REQUIREMENTS ::
Return every one of the records below word for word, keeping each line as it appears.

RECORDS SHOWN ::
★ ★ ★ ★ ★

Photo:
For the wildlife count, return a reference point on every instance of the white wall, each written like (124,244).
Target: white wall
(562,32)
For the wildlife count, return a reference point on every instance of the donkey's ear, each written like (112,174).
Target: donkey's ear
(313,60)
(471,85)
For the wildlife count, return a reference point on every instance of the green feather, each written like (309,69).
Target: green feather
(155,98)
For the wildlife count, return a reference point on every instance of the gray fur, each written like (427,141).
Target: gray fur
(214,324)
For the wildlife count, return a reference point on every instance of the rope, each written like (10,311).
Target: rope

★ ★ ★ ★ ★

ANSWER TO THE TASK ::
Photo:
For the wildlife count, return a reference point on every instance of the white wall, each written like (124,244).
Target: white wall
(562,32)
For the wildlife count, return a reference point on every instance of the donkey's ear, each written like (112,174).
Target: donkey's ear
(313,60)
(471,85)
For the wildlife count, return a reference point on every instance of the green feather, each written like (309,69).
Target: green feather
(155,98)
For the wildlife count, return a reference point on every instance of the gray fur, each written like (427,141).
Target: gray fur
(214,324)
For the wildlife count, return a reference point on every instance of the rope, each written like (10,311).
Target: rope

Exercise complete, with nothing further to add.